◆ **Text block**
In the spring of 2001, in an effort to prove who the best singles wrestler was in a promotion largely ruled by trios matches, Toryumon began hosting what would become the annual El Numero Uno tournament.

For 20 years now, with the exception of 2009, Toryumon and later Dragongate has provided a tournament for wrestlers to prove that in a landscape dominated by units, factions, and alliances, that they are the best at fighting alone. The format of the tournament has changed drastically throughout the years, starting as a three-block tournament with block winners advancing to the semi-finals along with a loser revival battle royal to anoint the fourth semi-finalist. At times, the tournament has been a single-elimination battle that spans across an entire month. Other times, it’s been block-play reminiscent of the modern G1 Climax format.

◆ **Problems to work on**
a) In the El Numero Uno passage, list the kinds of groupings said to dominate the landscape.
b) Quote everything from "In the spring" down to "G1 Climax format." in the El Numero Uno passage.

◆ **Provided material**
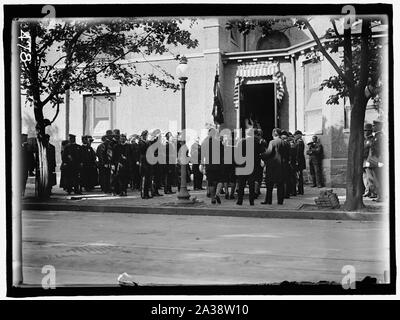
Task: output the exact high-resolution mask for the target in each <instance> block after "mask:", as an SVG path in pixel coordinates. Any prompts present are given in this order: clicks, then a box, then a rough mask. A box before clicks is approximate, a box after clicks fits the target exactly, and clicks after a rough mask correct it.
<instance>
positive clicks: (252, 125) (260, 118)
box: [240, 82, 278, 141]
mask: <svg viewBox="0 0 400 320" xmlns="http://www.w3.org/2000/svg"><path fill="white" fill-rule="evenodd" d="M242 90H243V100H242V101H241V103H240V128H242V130H243V131H244V130H245V129H246V128H248V127H249V126H252V127H253V128H259V129H261V130H262V131H263V138H264V139H265V140H267V141H269V140H271V139H272V137H271V132H272V129H274V128H275V127H277V126H278V121H277V114H276V113H277V112H276V100H275V99H276V92H275V83H273V82H269V83H260V84H247V85H244V86H243V87H242Z"/></svg>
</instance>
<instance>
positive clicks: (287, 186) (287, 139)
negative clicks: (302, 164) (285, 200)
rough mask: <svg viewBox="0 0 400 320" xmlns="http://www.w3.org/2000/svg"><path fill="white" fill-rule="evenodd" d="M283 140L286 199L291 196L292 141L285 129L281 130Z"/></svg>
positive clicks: (283, 170) (284, 172)
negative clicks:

◆ **Answers given**
a) units, factions, alliances

b)
In the spring of 2001, in an effort to prove who the best singles wrestler was in a promotion largely ruled by trios matches, Toryumon began hosting what would become the annual El Numero Uno tournament.

For 20 years now, with the exception of 2009, Toryumon and later Dragongate has provided a tournament for wrestlers to prove that in a landscape dominated by units, factions, and alliances, that they are the best at fighting alone. The format of the tournament has changed drastically throughout the years, starting as a three-block tournament with block winners advancing to the semi-finals along with a loser revival battle royal to anoint the fourth semi-finalist. At times, the tournament has been a single-elimination battle that spans across an entire month. Other times, it’s been block-play reminiscent of the modern G1 Climax format.